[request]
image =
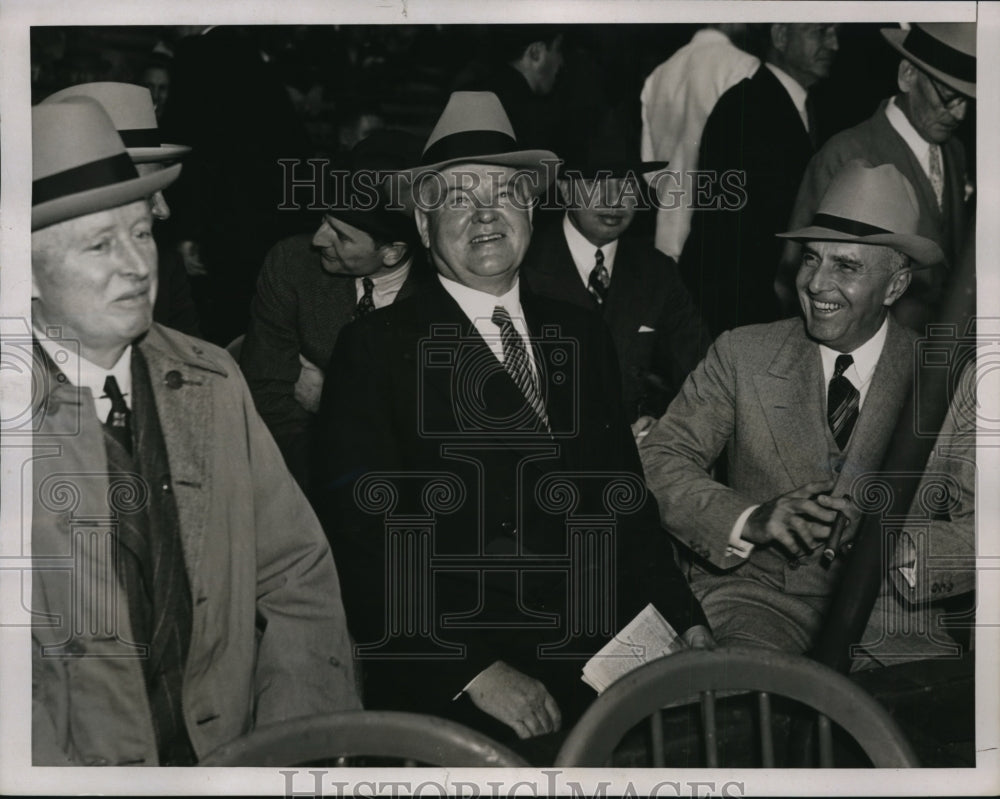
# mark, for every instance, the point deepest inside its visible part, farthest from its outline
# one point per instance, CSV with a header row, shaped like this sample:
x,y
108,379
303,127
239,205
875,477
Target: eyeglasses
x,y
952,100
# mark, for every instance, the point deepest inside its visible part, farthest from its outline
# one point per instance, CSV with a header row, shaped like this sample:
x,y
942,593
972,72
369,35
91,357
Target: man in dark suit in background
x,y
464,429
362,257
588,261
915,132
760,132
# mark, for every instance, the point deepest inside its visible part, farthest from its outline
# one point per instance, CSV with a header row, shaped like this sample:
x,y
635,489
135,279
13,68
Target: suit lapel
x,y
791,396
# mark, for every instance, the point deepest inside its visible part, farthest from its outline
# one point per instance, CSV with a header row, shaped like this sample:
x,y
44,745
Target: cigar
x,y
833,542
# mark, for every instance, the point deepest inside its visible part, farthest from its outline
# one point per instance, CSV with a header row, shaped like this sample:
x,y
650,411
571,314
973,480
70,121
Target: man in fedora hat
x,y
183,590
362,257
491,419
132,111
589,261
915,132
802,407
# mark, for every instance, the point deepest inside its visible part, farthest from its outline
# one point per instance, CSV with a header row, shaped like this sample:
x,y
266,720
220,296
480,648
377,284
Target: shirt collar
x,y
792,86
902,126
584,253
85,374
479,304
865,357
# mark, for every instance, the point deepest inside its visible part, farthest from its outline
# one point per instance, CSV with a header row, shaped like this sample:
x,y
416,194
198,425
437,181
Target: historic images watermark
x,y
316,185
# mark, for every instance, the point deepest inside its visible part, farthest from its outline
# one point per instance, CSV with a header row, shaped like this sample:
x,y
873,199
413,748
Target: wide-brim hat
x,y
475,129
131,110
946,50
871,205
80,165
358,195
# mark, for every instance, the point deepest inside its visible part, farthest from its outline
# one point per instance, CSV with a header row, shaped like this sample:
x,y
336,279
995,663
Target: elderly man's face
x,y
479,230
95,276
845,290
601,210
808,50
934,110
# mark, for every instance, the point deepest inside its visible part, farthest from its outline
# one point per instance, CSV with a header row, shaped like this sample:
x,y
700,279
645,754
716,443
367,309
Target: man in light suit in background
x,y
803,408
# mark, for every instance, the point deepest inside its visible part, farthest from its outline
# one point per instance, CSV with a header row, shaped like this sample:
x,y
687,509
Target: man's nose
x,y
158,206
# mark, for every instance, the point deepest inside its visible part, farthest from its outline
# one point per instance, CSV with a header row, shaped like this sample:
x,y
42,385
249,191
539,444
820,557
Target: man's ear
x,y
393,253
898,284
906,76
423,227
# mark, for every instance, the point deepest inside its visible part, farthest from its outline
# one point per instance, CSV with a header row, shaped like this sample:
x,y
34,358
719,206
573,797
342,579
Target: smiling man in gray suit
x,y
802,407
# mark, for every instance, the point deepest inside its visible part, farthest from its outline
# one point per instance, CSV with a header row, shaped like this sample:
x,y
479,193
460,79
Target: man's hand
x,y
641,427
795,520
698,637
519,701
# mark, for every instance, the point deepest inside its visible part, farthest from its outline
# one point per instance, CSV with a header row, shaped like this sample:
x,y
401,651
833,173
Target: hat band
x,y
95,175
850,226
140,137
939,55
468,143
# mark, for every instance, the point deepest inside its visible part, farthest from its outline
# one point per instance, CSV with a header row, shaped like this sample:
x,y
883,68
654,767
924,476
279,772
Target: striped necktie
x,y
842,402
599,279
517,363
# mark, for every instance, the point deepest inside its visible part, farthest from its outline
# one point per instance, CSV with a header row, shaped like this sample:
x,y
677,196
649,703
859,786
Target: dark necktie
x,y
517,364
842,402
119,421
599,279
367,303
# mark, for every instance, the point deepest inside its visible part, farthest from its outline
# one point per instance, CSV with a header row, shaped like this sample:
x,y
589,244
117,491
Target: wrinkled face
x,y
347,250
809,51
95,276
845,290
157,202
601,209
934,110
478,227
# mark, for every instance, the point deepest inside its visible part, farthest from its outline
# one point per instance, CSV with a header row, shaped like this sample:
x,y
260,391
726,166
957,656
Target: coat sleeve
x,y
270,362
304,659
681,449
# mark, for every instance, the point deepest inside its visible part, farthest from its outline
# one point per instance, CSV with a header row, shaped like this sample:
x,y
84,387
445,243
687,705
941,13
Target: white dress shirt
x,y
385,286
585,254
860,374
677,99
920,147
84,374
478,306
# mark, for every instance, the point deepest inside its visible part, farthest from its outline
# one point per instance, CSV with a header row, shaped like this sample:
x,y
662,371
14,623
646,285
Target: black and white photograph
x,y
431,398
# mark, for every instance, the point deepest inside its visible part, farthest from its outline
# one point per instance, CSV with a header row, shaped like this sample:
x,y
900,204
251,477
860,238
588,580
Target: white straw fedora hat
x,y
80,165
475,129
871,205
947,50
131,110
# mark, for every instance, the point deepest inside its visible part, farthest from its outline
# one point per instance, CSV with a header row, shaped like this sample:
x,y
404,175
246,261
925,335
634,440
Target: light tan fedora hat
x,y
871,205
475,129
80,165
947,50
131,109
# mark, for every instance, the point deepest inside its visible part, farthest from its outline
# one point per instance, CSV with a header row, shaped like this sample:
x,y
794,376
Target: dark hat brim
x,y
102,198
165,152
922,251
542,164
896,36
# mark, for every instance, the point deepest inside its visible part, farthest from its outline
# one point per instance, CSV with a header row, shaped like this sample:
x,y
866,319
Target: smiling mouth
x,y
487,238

---+---

> **Exercise**: Images must not appear in the copy; reproduce everything else in the records verbatim.

> **Final answer**:
[request]
image =
# mark, for every instance, the point deepest inside its visible part, farthest from its outline
# one point per instance, CSV with a header row, shaped like this sample:
x,y
108,379
303,127
239,205
875,477
Target: eyeglasses
x,y
952,100
# mark, for every instance, the point deepest inside its visible part, farthest from its outline
# one point per instance, CSV with a header row, shaped like this sample:
x,y
942,593
972,72
369,35
91,357
Target: man in dark suit in background
x,y
464,429
362,257
588,261
915,132
760,132
# mark, for every instance, the point deepest inside its visible part, farthest from its outline
# one point per instance, CSV with a header row, shaped like this sample:
x,y
635,489
135,279
13,68
Target: suit lapel
x,y
791,396
# mark, for every instance, the point deepest inside its visible part, farthest from its outline
# one point per instance, CSV with a header row, shaped like this sample:
x,y
44,745
Target: cigar
x,y
833,542
# mark, for every instance, the point deepest inside its visible part, farthest from its outline
# one point per instance, CSV with a header row, shaped like this sample:
x,y
650,411
571,314
973,480
70,121
Target: man in fedora hat
x,y
183,590
362,257
491,419
132,111
589,261
915,132
802,407
# mark, for every instance, the point deepest inside its visible part, farthest from its outline
# one point per instance, CSV with a header row, shaped like this sample:
x,y
266,720
220,296
480,648
377,284
Target: shirt collar
x,y
792,86
902,126
584,253
85,374
479,304
865,357
# mark, for every instance, the point deepest inside its visible part, farthest from its outline
# one point per instance, CSV with a header row, shaped like this sample:
x,y
416,194
198,425
437,181
Target: historic images watermark
x,y
316,185
# mark, for every instance, the point deepest inside its visible part, farthest from its outline
# one point per instance, CSV with a header row, shaped like this sample:
x,y
873,199
413,748
Target: wide-brim hat
x,y
475,129
131,110
946,50
871,205
80,165
358,195
# mark, for every instance, the point deepest inside its visible part, farthest from its outline
# one point per instance, CSV with a header row, shaped like this sample:
x,y
336,279
995,663
Target: elderly man's face
x,y
479,230
95,276
845,290
601,210
808,50
934,110
# mark, for every instance, the point deepest inside its visible part, farthest from its outline
# one point per instance, CSV with a header row, shaped like this sample:
x,y
700,279
645,754
716,443
367,309
Target: man in light suit in background
x,y
803,408
# mark, for every instance, the point deepest inside its visible part, farthest from its outline
# one point per instance, CSV with a header row, shaped like this sample:
x,y
687,509
Target: man's nose
x,y
158,206
# mark, for every instance, the point deepest inside its visible part, farthest from its outline
# one point per instance, CSV with a header row, shaped like this sample:
x,y
42,385
249,191
539,444
820,557
Target: man's ear
x,y
393,253
898,284
906,76
423,227
# mark, for every instance, the point deepest inside its visible part, farthest from its outline
# one point per instance, CSV with a header row, shaped like this sample:
x,y
34,358
719,206
573,797
342,579
Target: smiling man in gray suit
x,y
802,407
# mark, for every instance, the point deepest inside its visible part, farthest from its outline
# one point per instance, CSV with a header row, shaped like this sample:
x,y
479,193
460,79
Target: man's hand
x,y
641,427
795,520
698,637
519,701
# mark, for every instance, the point deepest inside its visible part, farthest from its outline
# one point per instance, CSV with a header row, shaped like this sample:
x,y
401,651
833,173
Target: hat band
x,y
95,175
850,226
140,137
939,55
468,143
# mark, for every instance, the point deepest inside its visible part, farthest from its outline
# one point per instance, CSV with a header row, shaped like this sample:
x,y
883,68
654,767
924,476
279,772
Target: striped necktie
x,y
842,402
599,279
517,363
# mark, for every instance, the point deepest inside its visible part, farthest from its outline
# one point per instance, CSV with a header row, shaped like this sample:
x,y
677,196
649,703
859,786
Target: dark necktie
x,y
517,364
842,402
119,421
599,279
367,303
# mark, for every instance, the point deepest inside its visible part, farthest from its outline
# one point per instance, CSV with a header row, shaped like this sample:
x,y
589,244
117,491
Target: wrinkled face
x,y
347,250
809,51
95,276
845,290
157,202
601,209
934,110
478,227
# mark, for every instance, the point deepest inside its visible part, farthest from its outline
# one point per instance, CSV with a header row, shaped like this sample:
x,y
260,391
726,166
957,656
Target: coat sleeve
x,y
270,362
304,659
681,449
# mark, for every instance, the point deepest inside its visible part, farthest from its outline
# one point per instance, CSV with a header row, shaped like this sample:
x,y
84,387
445,243
687,705
941,13
Target: white dress shirt
x,y
385,286
585,254
860,374
677,99
920,147
84,374
478,306
# mark, for every instance, the point deepest inside its visible part, farthest from its outline
# one point per instance, CSV with a header row, shaped like this sample:
x,y
662,371
14,623
646,285
Target: black and white photograph
x,y
431,398
# mark, for every instance, the point deepest inside its visible part, farthest from its outline
# one point per instance, CSV with a header row, shaped like this sample:
x,y
900,204
251,477
860,238
588,580
Target: white straw fedora hat
x,y
80,165
475,129
871,205
947,50
131,110
# mark, for every instance, the point deepest inside its visible part, farthest from its outline
# one point per instance, CSV with a header row, shaped like this sample:
x,y
404,175
246,261
925,335
634,440
Target: light tan fedora hat
x,y
871,205
475,129
80,165
947,50
131,109
# mark, for every instance, the point deepest inside its visible part, farthest from its outline
# one point per instance, CSV with a header row, shaped like this sample:
x,y
794,376
Target: dark hat brim
x,y
102,198
165,152
922,251
542,164
896,36
# mark, for every instance, the point deepest inside its visible part, farthest from its outline
# one point per instance, CSV with a header row, shaped like this sample:
x,y
866,319
Target: smiling mouth
x,y
487,238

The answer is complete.